■ Your task
According to the passage on concentrated photovoltaic systems, what three main components make up a CPV system?

■ Excerpted passage
━━━━
Solar power is one of the most promising renewable energy technologies for producing electricity as part of the shift away from fossil fuels. Common approaches employ photovoltaic (PV) panels. These use semiconductors to produce electric potential, on the basis of the photoelectric effect, when exposed to sunlight. Very high PV cell conversion efficiency of 43.5% have been demonstrated in laboratory measurement condition [1
]. However, such efficiency comes with a very high fabrication cost, because of the need to manufacture multi-junction solar cells. Using highly efficient solar cells, such as multi-junction solar cells, with a flat PV panel base can achieve higher efficiency, but it is expensive because of the large number of solar cells needed to cover a large area. Concentrated photovoltaic (CPV) systems, which utilize highly efficient PV cells under concentrated solar radiation, are solutions for reduction of the solar electricity cost. The main purpose of CPVs is the utilization of low-cost concentrating optical components that dramatically reduce the required cell area, allowing for the replacing of low-electricity-conversion-efficiency solar cells by expensive but high-efficiency cells [2
]. A CPV system that can achieve an efficiency of 38.9% at standard test conditions has been demonstrated by the Soitec Company (Bernin, France) recently [4
]. Some commercial CPV systems have exceeded an efficiency of 30% [5
]. A CPV system is composed of three main components: the sunlight concentrator, a sun-tracking system, and solar cells. In conventional CPV systems, there are two mechanisms to concentrate solar radiation: solar concentrator base on refraction such as Fresnel lenses or converging lenses, and concentrator based on reflection such as compound parabolic concentrators (CPC) or parabolic mirrors. Long focal distance of solar concentrator makes CPV system become complex and bulky. Furthermore, conventional CPV systems require sun tracking systems to precisely rotate system and align its surface normal to sunlight direction. These sun tracking systems are usually cumbersome, require a pedestal, and must be mechanically stable against wind-loading forces [6
]. These problesms of concentrators and sun-tracking systems inhibit the use of CPV systems on roofs, which is where the majority of solar panels throughout the world are installed.
━━━━
■ Data provided
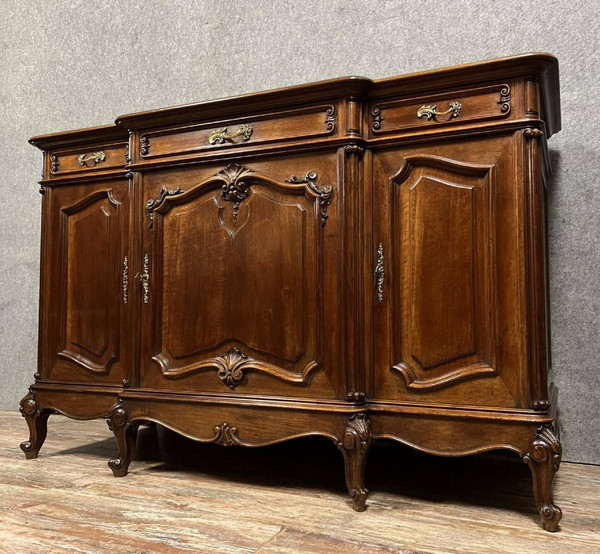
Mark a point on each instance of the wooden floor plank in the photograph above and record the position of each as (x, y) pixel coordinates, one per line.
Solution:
━━━━
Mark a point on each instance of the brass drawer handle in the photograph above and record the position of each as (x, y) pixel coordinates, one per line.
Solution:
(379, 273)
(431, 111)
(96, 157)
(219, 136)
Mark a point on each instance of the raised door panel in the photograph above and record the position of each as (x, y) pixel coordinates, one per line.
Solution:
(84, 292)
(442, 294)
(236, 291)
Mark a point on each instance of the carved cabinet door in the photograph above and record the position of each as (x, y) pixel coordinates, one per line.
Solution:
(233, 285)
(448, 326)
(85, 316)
━━━━
■ Solution
The sunlight concentrator, a sun-tracking system, and solar cells.